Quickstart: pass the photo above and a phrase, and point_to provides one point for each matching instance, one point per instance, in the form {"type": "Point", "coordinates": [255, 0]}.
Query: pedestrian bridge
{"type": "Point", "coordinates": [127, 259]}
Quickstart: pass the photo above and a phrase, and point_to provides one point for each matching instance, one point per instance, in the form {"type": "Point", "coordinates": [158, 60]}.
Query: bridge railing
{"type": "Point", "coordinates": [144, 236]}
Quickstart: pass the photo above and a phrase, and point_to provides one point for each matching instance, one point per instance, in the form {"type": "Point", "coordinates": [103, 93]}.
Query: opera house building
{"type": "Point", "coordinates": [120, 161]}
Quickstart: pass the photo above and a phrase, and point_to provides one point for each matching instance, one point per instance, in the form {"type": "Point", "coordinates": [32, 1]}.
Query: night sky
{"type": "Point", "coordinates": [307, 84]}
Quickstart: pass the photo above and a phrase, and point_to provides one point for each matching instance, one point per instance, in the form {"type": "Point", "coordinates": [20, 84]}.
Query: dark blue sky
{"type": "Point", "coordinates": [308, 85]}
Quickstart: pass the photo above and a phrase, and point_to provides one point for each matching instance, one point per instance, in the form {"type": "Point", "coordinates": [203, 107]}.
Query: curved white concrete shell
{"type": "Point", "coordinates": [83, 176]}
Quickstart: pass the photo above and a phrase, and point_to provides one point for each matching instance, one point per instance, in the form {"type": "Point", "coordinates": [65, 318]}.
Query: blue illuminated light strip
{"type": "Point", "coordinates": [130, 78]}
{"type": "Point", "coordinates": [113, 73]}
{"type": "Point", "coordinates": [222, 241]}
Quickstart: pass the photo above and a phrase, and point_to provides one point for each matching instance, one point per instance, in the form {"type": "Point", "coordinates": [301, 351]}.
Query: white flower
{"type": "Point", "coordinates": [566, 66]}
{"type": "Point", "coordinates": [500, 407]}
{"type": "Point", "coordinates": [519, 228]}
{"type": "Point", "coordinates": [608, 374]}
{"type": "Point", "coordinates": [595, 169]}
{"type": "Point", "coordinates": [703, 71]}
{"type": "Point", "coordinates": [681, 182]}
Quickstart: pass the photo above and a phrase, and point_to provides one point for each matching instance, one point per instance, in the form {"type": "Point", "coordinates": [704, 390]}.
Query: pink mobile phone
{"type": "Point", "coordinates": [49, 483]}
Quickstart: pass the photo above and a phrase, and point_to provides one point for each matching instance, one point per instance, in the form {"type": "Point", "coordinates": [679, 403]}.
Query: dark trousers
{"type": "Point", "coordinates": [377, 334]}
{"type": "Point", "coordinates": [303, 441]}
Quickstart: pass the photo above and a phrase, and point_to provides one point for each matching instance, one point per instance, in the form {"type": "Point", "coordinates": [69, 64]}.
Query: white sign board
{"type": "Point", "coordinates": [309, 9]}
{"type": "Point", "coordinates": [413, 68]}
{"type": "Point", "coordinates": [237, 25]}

____

The task:
Each line of the data is to be transcribed exactly.

Output:
Quickstart: pass the photo above and a phrase, and point_to provides one point for each matching instance, one point per instance, in the form {"type": "Point", "coordinates": [255, 0]}.
Query: pedestrian bridge
{"type": "Point", "coordinates": [127, 259]}
Quickstart: pass the photo above and a phrase, and point_to provides one point for each matching instance, one point per instance, in the form {"type": "Point", "coordinates": [158, 60]}.
Query: bridge railing
{"type": "Point", "coordinates": [144, 236]}
Quickstart: pass the photo above and a phrase, and point_to provides one point for each matching instance, one point per instance, in the form {"type": "Point", "coordinates": [103, 93]}.
Query: opera house building
{"type": "Point", "coordinates": [120, 161]}
Quickstart: pass the photo above and a phrase, and point_to provides one point for each matching instance, one point per instance, in the form {"type": "Point", "coordinates": [32, 1]}.
Query: night sky
{"type": "Point", "coordinates": [307, 84]}
Quickstart: pass the photo above and a phrase, and point_to provides one point for each matching instance, one point per instance, in the form {"type": "Point", "coordinates": [20, 84]}.
Query: dark blue sky
{"type": "Point", "coordinates": [308, 85]}
Quickstart: pass the photo above and a phrase, and point_to provides one point for each matching instance, one point per instance, in the form {"type": "Point", "coordinates": [203, 107]}.
Query: curved white concrete shell
{"type": "Point", "coordinates": [83, 176]}
Quickstart: pass the photo above and a phrase, and point_to provides one point for each matching instance, one point per instance, in the form {"type": "Point", "coordinates": [65, 318]}.
Query: blue illuminated light strip
{"type": "Point", "coordinates": [130, 78]}
{"type": "Point", "coordinates": [113, 73]}
{"type": "Point", "coordinates": [222, 241]}
Quickstart: pass the photo above and a phrase, and point_to provides one point for each matching instance, one point per instance, in the form {"type": "Point", "coordinates": [301, 351]}.
Query: white flower
{"type": "Point", "coordinates": [566, 66]}
{"type": "Point", "coordinates": [500, 407]}
{"type": "Point", "coordinates": [519, 228]}
{"type": "Point", "coordinates": [608, 374]}
{"type": "Point", "coordinates": [595, 169]}
{"type": "Point", "coordinates": [703, 71]}
{"type": "Point", "coordinates": [681, 182]}
Quickstart: pass the photo above and a phrase, and point_to provides one point for each matching instance, one point per instance, in the form {"type": "Point", "coordinates": [704, 390]}.
Query: pink mobile phone
{"type": "Point", "coordinates": [49, 483]}
Quickstart: pass the photo above and a phrase, and point_to provides one point for each matching instance, one point per instance, in the form {"type": "Point", "coordinates": [679, 403]}.
Query: dark trousers
{"type": "Point", "coordinates": [377, 334]}
{"type": "Point", "coordinates": [303, 441]}
Quickstart: pass the photo above and a phrase, and point_to provides one point for each matching instance, one point per instance, in the form {"type": "Point", "coordinates": [69, 64]}.
Query: white sign board
{"type": "Point", "coordinates": [309, 9]}
{"type": "Point", "coordinates": [413, 68]}
{"type": "Point", "coordinates": [237, 25]}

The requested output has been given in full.